* _What is required_:
Include in the output exactly the lines from the opening of the data through the line containing "Example query: drooping poppy bud", and nothing more.

* _Extracted information_:
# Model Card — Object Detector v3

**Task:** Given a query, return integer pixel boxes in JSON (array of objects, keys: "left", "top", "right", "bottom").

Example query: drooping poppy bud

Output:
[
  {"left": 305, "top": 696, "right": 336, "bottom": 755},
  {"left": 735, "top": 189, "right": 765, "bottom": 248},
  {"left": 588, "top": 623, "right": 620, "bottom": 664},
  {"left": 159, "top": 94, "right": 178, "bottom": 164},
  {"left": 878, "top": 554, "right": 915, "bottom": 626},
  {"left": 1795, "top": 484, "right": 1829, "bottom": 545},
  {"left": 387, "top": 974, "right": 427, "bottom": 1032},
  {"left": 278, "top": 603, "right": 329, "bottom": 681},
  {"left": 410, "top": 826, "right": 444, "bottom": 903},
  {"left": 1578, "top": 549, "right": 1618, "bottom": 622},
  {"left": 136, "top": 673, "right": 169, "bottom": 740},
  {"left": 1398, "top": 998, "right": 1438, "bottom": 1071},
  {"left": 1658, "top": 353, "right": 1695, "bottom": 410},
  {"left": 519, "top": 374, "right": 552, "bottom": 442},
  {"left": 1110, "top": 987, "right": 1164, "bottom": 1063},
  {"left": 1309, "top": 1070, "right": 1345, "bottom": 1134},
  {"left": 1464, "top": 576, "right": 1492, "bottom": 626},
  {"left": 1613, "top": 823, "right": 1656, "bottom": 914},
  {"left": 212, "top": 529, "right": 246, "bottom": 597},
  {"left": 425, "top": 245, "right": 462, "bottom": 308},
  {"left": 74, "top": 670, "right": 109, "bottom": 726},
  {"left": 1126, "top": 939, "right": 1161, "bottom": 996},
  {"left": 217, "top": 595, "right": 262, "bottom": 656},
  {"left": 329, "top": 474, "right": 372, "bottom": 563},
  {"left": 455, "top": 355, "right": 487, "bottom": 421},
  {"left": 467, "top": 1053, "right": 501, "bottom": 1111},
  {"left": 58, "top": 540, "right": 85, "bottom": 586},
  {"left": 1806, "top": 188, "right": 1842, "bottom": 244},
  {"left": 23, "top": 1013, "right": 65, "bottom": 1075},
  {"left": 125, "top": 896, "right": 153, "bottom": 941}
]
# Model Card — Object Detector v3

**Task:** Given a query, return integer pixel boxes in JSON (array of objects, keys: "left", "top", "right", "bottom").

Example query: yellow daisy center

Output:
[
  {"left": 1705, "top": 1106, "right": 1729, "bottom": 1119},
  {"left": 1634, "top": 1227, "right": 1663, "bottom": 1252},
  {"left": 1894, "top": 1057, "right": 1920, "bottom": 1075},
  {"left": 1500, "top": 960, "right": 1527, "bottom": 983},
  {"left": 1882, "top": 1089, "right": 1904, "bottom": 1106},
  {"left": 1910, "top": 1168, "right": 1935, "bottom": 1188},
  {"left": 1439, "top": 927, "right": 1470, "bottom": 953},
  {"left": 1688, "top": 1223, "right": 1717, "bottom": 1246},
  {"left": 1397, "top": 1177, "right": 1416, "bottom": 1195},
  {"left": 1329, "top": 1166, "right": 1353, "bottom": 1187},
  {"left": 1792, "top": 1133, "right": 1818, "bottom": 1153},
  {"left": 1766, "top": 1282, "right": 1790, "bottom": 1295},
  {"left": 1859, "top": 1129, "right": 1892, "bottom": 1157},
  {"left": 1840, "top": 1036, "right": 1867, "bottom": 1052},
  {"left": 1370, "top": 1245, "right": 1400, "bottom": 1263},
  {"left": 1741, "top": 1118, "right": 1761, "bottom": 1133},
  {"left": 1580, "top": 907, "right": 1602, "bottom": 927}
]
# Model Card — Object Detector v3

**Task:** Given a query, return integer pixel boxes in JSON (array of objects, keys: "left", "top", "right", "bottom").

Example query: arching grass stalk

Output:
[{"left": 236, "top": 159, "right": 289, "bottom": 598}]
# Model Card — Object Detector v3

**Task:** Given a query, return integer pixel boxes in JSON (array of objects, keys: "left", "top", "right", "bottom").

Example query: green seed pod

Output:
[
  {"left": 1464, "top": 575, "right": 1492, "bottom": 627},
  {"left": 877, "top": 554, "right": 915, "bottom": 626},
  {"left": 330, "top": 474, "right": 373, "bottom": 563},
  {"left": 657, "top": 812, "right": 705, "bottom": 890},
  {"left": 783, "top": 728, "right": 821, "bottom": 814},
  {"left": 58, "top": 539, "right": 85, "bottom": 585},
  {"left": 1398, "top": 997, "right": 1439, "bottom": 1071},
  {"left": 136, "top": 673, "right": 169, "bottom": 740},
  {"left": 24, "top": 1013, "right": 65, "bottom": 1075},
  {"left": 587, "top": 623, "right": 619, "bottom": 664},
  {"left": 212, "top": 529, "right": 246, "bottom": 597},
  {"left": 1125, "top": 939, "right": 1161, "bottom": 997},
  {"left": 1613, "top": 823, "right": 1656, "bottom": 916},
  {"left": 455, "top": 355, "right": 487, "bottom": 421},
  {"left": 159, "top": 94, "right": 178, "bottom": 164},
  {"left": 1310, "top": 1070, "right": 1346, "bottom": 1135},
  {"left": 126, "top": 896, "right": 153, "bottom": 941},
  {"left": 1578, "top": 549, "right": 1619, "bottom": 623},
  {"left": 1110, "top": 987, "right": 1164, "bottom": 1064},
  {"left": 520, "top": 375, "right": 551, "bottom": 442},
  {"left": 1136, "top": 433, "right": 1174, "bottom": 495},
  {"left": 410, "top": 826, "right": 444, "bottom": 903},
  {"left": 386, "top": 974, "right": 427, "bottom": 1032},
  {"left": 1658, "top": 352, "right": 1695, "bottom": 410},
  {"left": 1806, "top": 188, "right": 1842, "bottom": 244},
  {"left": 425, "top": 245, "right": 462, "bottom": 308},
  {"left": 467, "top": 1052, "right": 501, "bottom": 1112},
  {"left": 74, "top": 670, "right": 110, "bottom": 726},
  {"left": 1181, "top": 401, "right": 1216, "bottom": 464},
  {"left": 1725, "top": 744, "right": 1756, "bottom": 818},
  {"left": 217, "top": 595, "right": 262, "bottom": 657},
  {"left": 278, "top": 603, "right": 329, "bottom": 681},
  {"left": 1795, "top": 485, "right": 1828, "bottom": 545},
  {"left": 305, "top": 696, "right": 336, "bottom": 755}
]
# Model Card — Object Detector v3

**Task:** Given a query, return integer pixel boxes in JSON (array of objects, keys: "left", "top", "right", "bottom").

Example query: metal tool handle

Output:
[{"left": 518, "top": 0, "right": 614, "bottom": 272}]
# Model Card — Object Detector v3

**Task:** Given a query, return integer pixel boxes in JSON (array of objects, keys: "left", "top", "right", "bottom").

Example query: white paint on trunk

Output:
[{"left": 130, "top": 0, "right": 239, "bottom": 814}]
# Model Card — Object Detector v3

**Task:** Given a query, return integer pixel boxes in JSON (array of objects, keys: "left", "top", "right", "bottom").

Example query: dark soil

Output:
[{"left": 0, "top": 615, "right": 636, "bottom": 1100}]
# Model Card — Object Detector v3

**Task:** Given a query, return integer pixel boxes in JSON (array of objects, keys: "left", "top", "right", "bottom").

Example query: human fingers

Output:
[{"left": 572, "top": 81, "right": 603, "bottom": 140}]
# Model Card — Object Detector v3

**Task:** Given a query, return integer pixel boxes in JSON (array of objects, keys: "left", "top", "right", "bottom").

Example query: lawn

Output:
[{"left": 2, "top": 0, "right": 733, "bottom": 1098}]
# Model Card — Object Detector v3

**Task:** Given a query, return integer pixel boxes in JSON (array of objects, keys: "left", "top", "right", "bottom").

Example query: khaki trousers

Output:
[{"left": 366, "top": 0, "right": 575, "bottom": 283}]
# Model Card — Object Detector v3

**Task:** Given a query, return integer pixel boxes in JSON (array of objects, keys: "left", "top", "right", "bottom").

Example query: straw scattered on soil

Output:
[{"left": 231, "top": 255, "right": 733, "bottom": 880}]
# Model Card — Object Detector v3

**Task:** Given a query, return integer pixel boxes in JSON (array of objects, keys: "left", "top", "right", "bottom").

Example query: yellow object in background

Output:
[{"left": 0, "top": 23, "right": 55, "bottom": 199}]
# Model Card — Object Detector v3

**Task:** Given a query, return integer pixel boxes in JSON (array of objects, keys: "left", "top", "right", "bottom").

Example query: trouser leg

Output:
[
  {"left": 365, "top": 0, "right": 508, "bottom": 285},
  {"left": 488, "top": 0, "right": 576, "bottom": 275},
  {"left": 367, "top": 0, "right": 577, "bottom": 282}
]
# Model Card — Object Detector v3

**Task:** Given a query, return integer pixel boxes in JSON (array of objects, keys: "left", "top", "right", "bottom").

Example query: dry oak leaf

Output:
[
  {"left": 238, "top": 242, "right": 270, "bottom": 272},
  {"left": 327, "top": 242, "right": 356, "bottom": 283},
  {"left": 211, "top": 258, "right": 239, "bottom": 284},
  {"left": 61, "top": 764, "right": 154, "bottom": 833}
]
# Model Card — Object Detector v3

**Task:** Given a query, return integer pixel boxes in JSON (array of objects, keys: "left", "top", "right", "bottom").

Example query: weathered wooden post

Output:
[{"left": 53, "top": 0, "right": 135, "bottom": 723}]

* _Exercise output_:
# Model Card — Object Detector v3

**Task:** Given a query, return integer pixel boxes in JSON (array of objects, keys: "left", "top", "right", "bottom").

Example query: drooping poppy bud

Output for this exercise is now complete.